===== Passage provided =====

Dissertation Topic

The impact of the life cycle of large language models on cybersecurity

Academic Year: 2025/2026

Supervisor: Malinka Kamil, Mgr., Ph.D.

Department: Department of Intelligent Systems

Programs:
Information Technology (DIT) - full-time study
Information Technology (DIT) - combined study
Information Technology (DIT-EN) - full-time study
Information Technology (DIT-EN) - combined study

In recent years, there has been an increase in the use of neural networks for generating synthetic content, which goes hand in hand with the rise of new cybersecurity challenges. Generative models can have various impacts on cybersecurity, ranging from positive to negative.A significant area is the security of deployment and operation of generative models, primarily large language models.

The goal of this thesis is to identify problem areas in a selected field of LLM deployment and operation (e.g., model inference attacks, model theft, or information theft) and analyze new trends, approaches, defenses, and their characteristics, impacts, and potential applications. The work should then propose new protection methods based on the analysis and research on the state of security for the selected areas.

Recommended areas of work focus:
Attacks and defenses in the side channel domain of large language models
Attacks and defenses in the inference domain of large language models
Defences in the area of adversarial attacks on large language models

Participation in relevant international conferences and publication in peer-reviewed or scientific journals are expected.

=====

**Instructions to follow:** Transcribe the dissertation topic description word for word from "The goal of" to "the selected areas.".

===== Information supplied =====

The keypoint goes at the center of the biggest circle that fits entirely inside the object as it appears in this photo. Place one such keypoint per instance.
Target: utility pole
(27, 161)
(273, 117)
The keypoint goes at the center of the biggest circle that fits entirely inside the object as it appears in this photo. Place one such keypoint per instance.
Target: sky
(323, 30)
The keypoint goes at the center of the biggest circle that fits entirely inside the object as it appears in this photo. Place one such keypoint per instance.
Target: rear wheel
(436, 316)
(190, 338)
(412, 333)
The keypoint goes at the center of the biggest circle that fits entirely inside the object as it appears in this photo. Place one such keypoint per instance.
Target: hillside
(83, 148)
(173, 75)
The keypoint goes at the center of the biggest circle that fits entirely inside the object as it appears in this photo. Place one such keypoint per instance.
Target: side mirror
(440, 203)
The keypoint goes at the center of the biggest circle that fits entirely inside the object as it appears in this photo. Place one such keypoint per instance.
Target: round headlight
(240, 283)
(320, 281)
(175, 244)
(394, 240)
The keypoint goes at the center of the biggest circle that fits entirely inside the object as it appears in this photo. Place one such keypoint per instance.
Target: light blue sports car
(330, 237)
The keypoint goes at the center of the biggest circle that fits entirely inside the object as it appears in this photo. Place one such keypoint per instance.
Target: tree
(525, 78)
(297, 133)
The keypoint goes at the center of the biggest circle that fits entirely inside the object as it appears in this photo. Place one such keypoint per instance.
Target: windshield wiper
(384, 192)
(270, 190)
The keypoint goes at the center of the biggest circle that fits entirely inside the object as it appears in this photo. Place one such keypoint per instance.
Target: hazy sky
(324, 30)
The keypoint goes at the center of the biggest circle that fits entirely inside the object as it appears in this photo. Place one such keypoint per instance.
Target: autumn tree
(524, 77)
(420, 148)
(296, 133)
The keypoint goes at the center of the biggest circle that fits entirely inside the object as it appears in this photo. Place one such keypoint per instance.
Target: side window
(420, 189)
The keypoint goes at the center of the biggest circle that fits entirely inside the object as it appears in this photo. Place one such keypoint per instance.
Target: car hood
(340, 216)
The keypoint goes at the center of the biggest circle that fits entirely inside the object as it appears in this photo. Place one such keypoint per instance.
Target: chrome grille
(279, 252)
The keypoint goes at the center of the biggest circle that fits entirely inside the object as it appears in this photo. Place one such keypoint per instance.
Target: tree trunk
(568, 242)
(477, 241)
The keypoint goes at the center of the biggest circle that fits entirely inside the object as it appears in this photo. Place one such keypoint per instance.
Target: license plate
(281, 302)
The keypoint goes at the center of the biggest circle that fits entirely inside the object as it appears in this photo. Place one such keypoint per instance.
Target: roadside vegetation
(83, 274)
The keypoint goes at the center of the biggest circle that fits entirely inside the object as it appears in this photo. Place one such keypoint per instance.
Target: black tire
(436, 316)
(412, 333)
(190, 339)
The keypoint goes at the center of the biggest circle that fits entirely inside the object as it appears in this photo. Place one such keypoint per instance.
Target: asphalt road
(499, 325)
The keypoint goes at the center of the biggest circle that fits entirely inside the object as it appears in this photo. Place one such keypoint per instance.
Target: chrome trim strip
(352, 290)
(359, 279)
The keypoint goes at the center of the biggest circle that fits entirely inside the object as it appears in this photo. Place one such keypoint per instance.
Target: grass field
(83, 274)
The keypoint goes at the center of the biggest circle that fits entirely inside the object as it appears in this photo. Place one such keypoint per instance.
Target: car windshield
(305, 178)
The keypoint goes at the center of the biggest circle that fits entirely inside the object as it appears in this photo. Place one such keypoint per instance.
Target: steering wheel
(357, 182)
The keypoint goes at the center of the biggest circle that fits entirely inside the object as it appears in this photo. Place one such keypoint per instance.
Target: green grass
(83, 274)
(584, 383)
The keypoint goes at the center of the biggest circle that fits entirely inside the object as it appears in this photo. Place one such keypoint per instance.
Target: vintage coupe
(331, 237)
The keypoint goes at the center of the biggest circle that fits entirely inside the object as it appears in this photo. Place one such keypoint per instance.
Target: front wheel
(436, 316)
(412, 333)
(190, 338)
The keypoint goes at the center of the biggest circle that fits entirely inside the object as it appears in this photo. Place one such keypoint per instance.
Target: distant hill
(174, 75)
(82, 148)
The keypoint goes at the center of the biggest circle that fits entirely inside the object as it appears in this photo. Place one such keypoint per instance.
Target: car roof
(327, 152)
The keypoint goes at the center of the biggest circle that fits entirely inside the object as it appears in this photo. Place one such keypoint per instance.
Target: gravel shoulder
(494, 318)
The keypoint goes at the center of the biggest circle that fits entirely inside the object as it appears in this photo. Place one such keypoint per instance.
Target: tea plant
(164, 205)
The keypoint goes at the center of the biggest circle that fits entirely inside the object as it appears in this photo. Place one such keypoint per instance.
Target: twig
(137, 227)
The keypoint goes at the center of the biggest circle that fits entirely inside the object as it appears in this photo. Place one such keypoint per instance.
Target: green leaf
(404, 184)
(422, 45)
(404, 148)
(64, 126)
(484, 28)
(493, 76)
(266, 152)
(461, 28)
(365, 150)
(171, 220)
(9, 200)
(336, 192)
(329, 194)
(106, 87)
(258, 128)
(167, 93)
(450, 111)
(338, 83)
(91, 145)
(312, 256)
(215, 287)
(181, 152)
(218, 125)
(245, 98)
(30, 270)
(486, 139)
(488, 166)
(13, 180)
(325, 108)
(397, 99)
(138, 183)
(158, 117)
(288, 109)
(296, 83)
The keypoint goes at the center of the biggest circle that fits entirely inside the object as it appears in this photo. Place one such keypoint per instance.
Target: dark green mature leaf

=====

**Solution for this task:**
The goal of this thesis is to identify problem areas in a selected field of LLM deployment and operation (e.g., model inference attacks, model theft, or information theft) and analyze new trends, approaches, defenses, and their characteristics, impacts, and potential applications. The work should then propose new protection methods based on the analysis and research on the state of security for the selected areas.